Summarize the conference call excerpt in two sentences.

# Text excerpt
= = = =

Hi, Colin Colin Devine – Citigroup: Just a second Mike. Larry you said the real number here on some sort of long-term basis closer maybe to 6.5 which is still excellent, but the 7 plus is partially a reflection of the market, is that fair?

Larry Zimpleman

Chief Executive Officer

Yes, it is fair Colin. Colin Devine – Citigroup: Okay, thanks sir.

Mike Gersie

Chief Financial Officer

The number we used in the recorded part of the message was $300 million, so we’ve got $300 million of excess capital and that would be – but somehow we get three pockets. One first pocket would be cash at the holding company, second pocket would be – I think of it as excess capital or accretion of the life company, third pocket would be debt capacity. The bulk of the $300 million is in the life company, so it’ll be in that middle pocket. In terms of looking at buybacks for the rest of the year, again with market conditions being what they are, we believe it’s prudent to go slow. So, I think we could say without getting in further aboard, without really being able to speculate on what future conditions would be, I think we’re in a go-slow period in terms of share repurchase. Colin Devine – Citigroup: Finally at the rating agencies and to reiterate your point earlier, there is absolutely no reason to think that you would need to raise external capital?

Mike Gersie

Chief Financial Officer

There would be no reason that we know of to raise external capital. Colin Devine – Citigroup: Thanks and good luck Mike.

= = = =

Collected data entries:
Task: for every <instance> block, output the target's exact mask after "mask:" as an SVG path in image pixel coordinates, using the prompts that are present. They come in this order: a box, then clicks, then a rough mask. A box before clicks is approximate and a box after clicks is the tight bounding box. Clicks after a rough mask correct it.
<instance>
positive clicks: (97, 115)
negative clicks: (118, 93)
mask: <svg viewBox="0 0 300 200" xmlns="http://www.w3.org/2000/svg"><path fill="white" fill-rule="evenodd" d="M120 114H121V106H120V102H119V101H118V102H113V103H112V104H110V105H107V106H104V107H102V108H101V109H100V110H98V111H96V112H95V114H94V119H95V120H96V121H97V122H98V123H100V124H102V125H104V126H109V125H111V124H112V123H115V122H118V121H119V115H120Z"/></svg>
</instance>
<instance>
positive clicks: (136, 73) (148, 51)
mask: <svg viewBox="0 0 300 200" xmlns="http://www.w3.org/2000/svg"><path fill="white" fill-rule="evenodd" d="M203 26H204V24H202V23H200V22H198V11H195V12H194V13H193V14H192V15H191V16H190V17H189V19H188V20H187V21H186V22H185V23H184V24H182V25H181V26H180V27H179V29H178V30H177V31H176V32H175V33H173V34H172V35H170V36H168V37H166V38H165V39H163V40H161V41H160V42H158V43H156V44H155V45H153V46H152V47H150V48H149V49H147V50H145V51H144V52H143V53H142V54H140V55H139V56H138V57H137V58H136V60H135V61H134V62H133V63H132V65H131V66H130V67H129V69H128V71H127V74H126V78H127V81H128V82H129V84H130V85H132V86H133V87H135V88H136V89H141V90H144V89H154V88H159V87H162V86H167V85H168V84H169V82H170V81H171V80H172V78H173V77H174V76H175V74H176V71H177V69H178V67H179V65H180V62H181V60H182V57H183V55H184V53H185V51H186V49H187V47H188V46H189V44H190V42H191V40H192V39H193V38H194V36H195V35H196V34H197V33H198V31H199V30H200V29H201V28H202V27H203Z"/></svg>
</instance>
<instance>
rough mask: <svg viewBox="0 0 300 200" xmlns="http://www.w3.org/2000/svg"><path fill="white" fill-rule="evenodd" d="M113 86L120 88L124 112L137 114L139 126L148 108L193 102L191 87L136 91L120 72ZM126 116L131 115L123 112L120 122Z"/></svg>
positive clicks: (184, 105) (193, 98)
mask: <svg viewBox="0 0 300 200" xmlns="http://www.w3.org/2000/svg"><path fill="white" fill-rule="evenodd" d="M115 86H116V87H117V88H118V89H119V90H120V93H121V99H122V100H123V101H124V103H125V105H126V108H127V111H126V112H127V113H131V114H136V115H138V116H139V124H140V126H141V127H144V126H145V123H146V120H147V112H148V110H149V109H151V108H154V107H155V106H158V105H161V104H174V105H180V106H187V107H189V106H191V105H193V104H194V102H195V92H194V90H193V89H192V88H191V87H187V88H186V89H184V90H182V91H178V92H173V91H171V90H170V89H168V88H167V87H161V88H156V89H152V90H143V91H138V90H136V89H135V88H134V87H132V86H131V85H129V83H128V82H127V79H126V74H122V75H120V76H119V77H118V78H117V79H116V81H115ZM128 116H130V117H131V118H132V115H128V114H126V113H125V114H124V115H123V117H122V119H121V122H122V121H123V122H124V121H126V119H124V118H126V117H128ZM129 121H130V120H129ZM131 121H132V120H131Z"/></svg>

= = = =

# Finished task
Chief Executive Officer Larry Zimpleman agreed that the real long-term number is closer to 6.5 and that the 7-plus figure partly reflects the market. Chief Financial Officer Mike Gersie said there is $300 million of excess capital, mostly in the life company, that share repurchases are in a go-slow period given market conditions, and that there is no known reason to raise external capital.